Work order A. In the passage on Weaver's Civil War service, what position was Weaver elected to in his company?
Work order B. Please write down the passage on Weaver's Civil War service word for word, starting with "After the Confederate" and going on through "and Bellamy Storer.".

After the Confederate attack on Fort Sumter, Lincoln called for 75,000 men to join the Union Army. Weaver enlisted in what became Company G of the 2nd Iowa Volunteer Infantry Regiment, and was elected the company's first lieutenant. The 2nd Iowa, commanded by Colonel Samuel Ryan Curtis, a former Congressman, was ordered to Missouri in June 1861 to secure railroad lines in that border state. Weaver's unit spent that summer in northern Missouri and did not see action. Meanwhile Clara gave birth to the couple's second child and first son, named James Bellamy Weaver after his father and Bellamy Storer.

Weaver's first chance at action came in February 1862, when the 2nd Iowa joined Brigadier General Ulysses S. Grant's army outside the Confederate Fort Donelson in Tennessee. Weaver's company was in the thick of the fight, which he described as a "holocaust to the demon of battles", and he took a minor wound in the arm. The rebels surrendered the next day, the most important Union victory of the war to date. The 2nd Iowa next joined other units in the area at Pittsburg Landing, Tennessee, to mass for a major assault deeper into the South. Confederate forces met them there, in the Battle of Shiloh. Weaver's regiment was in the center of the Union lines, in the area later known as the "hornets' nest", and retreated amid fierce fighting. The next day, the Union forces turned the tide and forced the rebels off the field in what Weaver called a "perfect rout". The carnage at Shiloh (some 20,000 killed and wounded on both sides) was on a scale never before seen in American warfare, and both sides learned that the war would end neither quickly nor easily.

Source information.
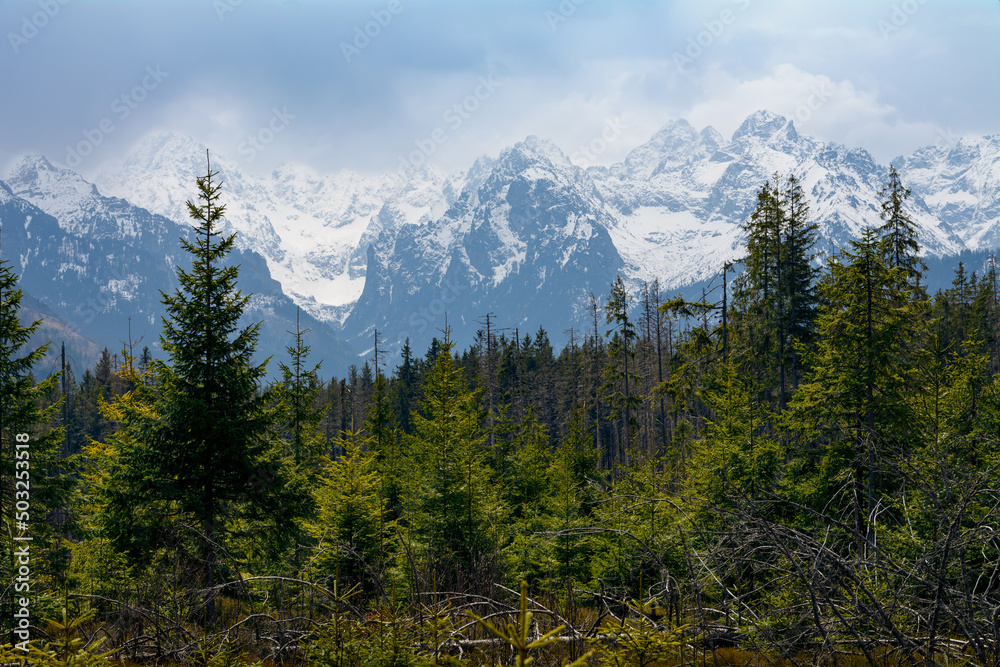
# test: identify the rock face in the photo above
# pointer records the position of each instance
(95, 267)
(526, 236)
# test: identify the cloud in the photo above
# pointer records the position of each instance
(821, 107)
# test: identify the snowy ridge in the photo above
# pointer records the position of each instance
(310, 228)
(526, 231)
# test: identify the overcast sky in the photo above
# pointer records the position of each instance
(363, 84)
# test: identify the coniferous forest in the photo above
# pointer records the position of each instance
(799, 467)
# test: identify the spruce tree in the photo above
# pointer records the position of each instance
(899, 233)
(449, 491)
(855, 400)
(31, 471)
(201, 447)
(299, 391)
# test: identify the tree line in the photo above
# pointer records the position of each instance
(801, 462)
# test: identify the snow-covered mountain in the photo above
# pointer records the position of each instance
(526, 235)
(98, 264)
(312, 229)
(527, 239)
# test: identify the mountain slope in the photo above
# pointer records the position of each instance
(100, 263)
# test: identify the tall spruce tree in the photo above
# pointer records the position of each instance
(201, 448)
(899, 233)
(798, 277)
(299, 392)
(33, 478)
(855, 400)
(449, 492)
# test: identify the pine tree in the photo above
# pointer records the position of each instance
(622, 378)
(202, 445)
(798, 277)
(899, 233)
(855, 398)
(449, 490)
(299, 393)
(33, 478)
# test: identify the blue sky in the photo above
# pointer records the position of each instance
(362, 84)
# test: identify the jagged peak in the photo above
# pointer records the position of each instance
(764, 124)
(34, 173)
(711, 137)
(540, 148)
(675, 128)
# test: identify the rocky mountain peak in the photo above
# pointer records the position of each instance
(762, 124)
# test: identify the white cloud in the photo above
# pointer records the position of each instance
(823, 108)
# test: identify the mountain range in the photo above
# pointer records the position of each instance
(527, 235)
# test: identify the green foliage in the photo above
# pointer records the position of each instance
(66, 649)
(516, 634)
(450, 495)
(32, 470)
(353, 532)
(636, 641)
(739, 458)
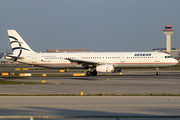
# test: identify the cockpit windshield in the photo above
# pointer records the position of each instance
(168, 56)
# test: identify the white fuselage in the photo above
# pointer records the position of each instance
(117, 59)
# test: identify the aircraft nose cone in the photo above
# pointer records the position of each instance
(175, 61)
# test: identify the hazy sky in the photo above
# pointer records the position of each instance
(99, 25)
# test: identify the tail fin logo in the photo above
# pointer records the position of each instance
(20, 46)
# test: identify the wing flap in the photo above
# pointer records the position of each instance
(85, 62)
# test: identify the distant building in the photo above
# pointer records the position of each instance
(175, 52)
(68, 50)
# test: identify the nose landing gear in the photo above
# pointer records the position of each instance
(157, 72)
(93, 73)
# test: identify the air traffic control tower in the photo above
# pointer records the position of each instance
(168, 31)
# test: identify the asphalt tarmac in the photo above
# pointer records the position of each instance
(146, 83)
(125, 84)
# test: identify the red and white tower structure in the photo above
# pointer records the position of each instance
(168, 31)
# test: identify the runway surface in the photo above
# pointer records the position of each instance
(146, 83)
(89, 105)
(126, 84)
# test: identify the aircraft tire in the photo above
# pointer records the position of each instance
(157, 73)
(88, 73)
(94, 73)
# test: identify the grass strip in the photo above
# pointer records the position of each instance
(15, 82)
(164, 94)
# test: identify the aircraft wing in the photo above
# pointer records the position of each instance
(85, 62)
(10, 57)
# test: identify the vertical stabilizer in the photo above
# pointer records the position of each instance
(18, 45)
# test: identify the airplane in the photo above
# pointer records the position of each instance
(3, 60)
(93, 61)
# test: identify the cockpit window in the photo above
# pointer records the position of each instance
(168, 57)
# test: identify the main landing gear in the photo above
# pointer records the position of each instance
(157, 72)
(93, 73)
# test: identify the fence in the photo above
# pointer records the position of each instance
(115, 117)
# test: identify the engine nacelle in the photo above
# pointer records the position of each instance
(105, 68)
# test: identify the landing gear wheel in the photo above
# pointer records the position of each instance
(88, 73)
(94, 73)
(157, 73)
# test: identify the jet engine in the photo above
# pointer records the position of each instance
(105, 68)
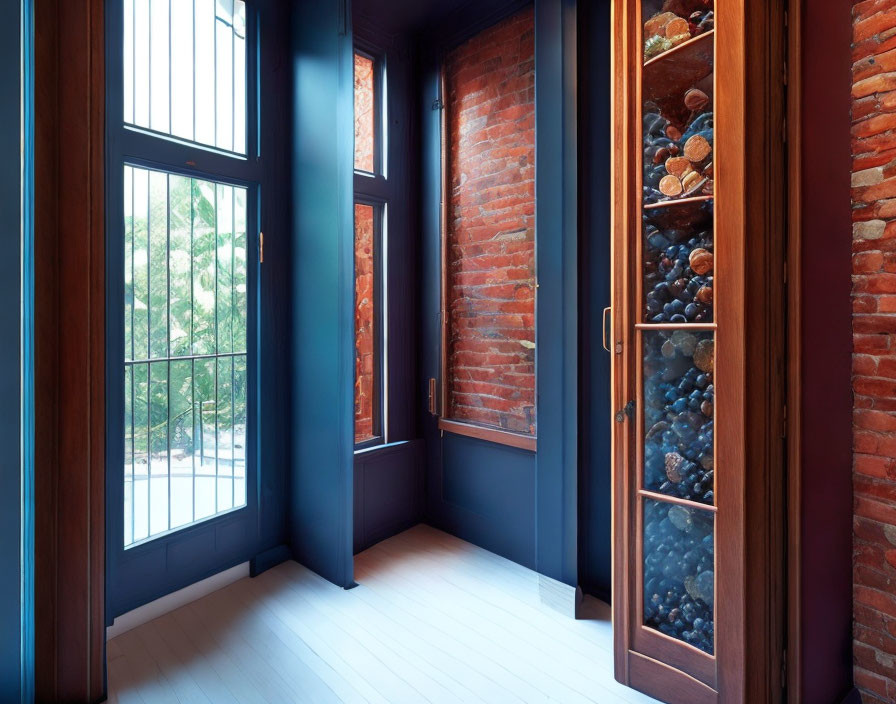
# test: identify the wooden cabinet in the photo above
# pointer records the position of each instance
(697, 388)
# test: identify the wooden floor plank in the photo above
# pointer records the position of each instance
(433, 620)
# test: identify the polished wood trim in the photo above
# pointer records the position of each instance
(750, 354)
(666, 683)
(666, 498)
(678, 202)
(681, 48)
(794, 347)
(443, 246)
(502, 437)
(70, 351)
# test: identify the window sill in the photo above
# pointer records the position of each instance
(501, 437)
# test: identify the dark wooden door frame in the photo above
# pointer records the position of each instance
(69, 349)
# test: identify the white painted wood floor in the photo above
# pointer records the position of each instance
(434, 619)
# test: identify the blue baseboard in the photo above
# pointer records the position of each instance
(269, 558)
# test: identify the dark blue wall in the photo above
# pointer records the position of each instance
(322, 292)
(595, 488)
(519, 504)
(16, 543)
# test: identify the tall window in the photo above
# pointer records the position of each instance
(370, 219)
(489, 336)
(185, 237)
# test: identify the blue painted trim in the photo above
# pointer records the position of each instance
(520, 505)
(322, 294)
(150, 570)
(556, 193)
(28, 414)
(595, 487)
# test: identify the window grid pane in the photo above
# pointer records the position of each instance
(185, 372)
(365, 115)
(184, 64)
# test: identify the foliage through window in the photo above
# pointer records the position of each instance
(185, 374)
(184, 67)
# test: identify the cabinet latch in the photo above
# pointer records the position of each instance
(629, 411)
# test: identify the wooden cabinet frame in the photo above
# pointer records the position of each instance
(749, 376)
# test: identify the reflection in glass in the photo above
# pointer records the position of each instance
(365, 115)
(185, 350)
(678, 264)
(184, 65)
(678, 414)
(679, 578)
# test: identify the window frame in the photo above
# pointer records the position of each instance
(446, 423)
(139, 147)
(372, 188)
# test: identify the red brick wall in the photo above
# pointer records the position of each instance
(490, 84)
(364, 323)
(874, 347)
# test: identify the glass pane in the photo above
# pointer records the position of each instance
(158, 264)
(128, 263)
(240, 424)
(224, 430)
(240, 282)
(224, 294)
(159, 66)
(180, 423)
(182, 69)
(490, 237)
(679, 579)
(185, 69)
(205, 275)
(678, 414)
(139, 519)
(128, 454)
(664, 29)
(158, 448)
(205, 415)
(365, 330)
(185, 412)
(141, 262)
(180, 293)
(224, 96)
(365, 115)
(141, 63)
(678, 264)
(677, 93)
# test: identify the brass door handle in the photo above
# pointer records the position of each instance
(604, 323)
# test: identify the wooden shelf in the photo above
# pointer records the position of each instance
(666, 78)
(679, 202)
(684, 47)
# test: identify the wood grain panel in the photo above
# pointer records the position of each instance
(70, 343)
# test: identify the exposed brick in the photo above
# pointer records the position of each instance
(364, 322)
(874, 348)
(491, 226)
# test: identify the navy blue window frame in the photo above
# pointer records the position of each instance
(373, 189)
(149, 569)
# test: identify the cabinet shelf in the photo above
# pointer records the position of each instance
(677, 202)
(682, 49)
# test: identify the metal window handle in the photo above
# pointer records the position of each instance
(606, 312)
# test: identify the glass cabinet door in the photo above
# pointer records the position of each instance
(669, 240)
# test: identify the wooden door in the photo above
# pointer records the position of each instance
(695, 357)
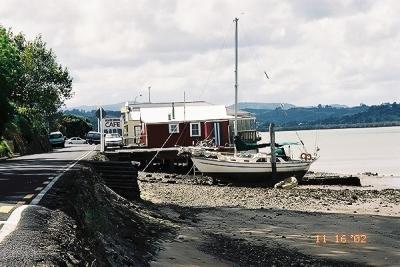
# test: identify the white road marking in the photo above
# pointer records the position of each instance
(6, 209)
(11, 224)
(39, 197)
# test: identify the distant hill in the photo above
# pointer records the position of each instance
(328, 116)
(259, 105)
(91, 115)
(113, 107)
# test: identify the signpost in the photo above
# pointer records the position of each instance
(273, 155)
(100, 113)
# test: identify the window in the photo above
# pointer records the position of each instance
(173, 128)
(195, 129)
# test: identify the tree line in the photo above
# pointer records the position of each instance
(33, 88)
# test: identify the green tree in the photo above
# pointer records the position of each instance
(44, 85)
(9, 73)
(72, 125)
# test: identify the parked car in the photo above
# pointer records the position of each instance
(113, 139)
(57, 139)
(93, 137)
(75, 140)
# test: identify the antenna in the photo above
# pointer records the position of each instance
(149, 94)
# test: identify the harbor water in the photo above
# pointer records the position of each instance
(350, 151)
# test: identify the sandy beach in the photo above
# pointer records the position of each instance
(225, 225)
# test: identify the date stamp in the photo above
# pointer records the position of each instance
(341, 238)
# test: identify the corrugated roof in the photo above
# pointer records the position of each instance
(192, 113)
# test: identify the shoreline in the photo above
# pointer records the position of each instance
(172, 189)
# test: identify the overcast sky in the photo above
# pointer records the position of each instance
(314, 51)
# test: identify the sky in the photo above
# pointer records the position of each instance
(314, 51)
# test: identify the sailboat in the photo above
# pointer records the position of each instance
(248, 167)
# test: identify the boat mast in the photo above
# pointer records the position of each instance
(236, 75)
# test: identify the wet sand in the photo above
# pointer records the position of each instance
(223, 225)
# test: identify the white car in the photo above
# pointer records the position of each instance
(113, 139)
(57, 139)
(75, 140)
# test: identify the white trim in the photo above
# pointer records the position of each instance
(170, 129)
(191, 129)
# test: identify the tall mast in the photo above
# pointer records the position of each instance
(236, 73)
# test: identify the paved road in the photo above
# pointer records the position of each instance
(23, 178)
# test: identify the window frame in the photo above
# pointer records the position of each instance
(170, 128)
(191, 129)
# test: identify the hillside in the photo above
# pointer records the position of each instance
(260, 105)
(91, 115)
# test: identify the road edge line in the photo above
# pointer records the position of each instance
(11, 224)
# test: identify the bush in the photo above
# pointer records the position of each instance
(5, 150)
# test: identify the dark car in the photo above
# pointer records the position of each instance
(93, 137)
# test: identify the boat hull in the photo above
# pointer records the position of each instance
(257, 172)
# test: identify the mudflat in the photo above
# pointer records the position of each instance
(224, 225)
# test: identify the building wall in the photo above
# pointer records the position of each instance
(157, 134)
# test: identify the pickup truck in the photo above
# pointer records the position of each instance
(113, 139)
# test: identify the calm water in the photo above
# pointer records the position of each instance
(350, 151)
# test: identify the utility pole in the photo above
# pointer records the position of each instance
(101, 131)
(149, 94)
(273, 154)
(184, 106)
(236, 74)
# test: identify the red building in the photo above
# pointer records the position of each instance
(178, 124)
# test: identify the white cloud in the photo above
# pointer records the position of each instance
(314, 51)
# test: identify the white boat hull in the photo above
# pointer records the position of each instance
(250, 171)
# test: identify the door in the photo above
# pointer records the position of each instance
(137, 131)
(217, 134)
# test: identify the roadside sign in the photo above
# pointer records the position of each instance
(112, 125)
(98, 113)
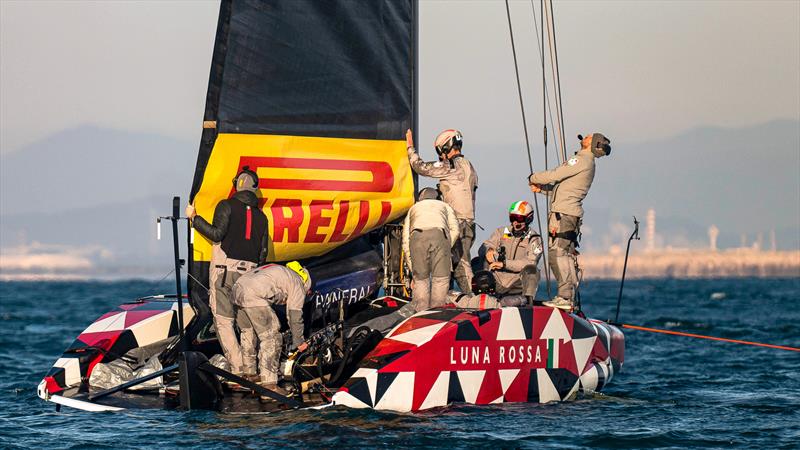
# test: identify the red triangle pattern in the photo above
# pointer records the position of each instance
(388, 346)
(566, 357)
(134, 317)
(415, 323)
(93, 339)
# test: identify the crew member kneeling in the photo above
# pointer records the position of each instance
(255, 292)
(513, 253)
(429, 231)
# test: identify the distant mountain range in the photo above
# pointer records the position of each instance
(101, 187)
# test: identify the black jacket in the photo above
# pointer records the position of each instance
(231, 226)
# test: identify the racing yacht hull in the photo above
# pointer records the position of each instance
(450, 355)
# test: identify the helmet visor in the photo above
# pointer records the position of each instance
(519, 218)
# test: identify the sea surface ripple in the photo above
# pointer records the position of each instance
(673, 392)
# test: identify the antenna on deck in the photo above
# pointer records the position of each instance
(174, 218)
(634, 235)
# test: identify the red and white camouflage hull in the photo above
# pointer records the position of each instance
(451, 355)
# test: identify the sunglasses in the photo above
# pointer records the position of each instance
(519, 218)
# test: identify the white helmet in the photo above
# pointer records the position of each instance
(448, 140)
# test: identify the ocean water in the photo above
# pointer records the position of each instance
(673, 392)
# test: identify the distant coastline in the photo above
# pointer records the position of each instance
(685, 263)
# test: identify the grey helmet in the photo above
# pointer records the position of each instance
(246, 180)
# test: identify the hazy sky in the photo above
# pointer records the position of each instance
(634, 69)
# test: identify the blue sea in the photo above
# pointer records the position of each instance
(673, 392)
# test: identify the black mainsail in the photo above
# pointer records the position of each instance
(315, 97)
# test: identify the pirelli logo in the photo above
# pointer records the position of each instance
(314, 174)
(316, 192)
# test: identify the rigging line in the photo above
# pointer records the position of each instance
(553, 64)
(519, 88)
(558, 75)
(545, 103)
(524, 121)
(713, 338)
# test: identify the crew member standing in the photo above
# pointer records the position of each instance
(567, 186)
(429, 231)
(457, 182)
(255, 293)
(240, 234)
(513, 253)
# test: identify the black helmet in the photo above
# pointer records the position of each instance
(483, 283)
(600, 146)
(428, 194)
(245, 180)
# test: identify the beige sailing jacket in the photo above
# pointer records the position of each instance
(272, 284)
(568, 183)
(457, 181)
(520, 252)
(425, 215)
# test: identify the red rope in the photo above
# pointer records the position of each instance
(700, 336)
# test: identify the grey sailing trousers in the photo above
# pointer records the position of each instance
(239, 351)
(267, 328)
(461, 253)
(561, 252)
(430, 268)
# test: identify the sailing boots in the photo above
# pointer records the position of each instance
(560, 303)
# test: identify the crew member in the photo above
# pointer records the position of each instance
(239, 233)
(255, 293)
(513, 252)
(483, 293)
(429, 231)
(457, 182)
(567, 186)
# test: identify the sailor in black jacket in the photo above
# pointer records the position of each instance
(240, 234)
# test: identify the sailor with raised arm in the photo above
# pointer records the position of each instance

Response A. He was elected the company's first lieutenant.

Response B.
After the Confederate attack on Fort Sumter, Lincoln called for 75,000 men to join the Union Army. Weaver enlisted in what became Company G of the 2nd Iowa Volunteer Infantry Regiment, and was elected the company's first lieutenant. The 2nd Iowa, commanded by Colonel Samuel Ryan Curtis, a former Congressman, was ordered to Missouri in June 1861 to secure railroad lines in that border state. Weaver's unit spent that summer in northern Missouri and did not see action. Meanwhile Clara gave birth to the couple's second child and first son, named James Bellamy Weaver after his father and Bellamy Storer.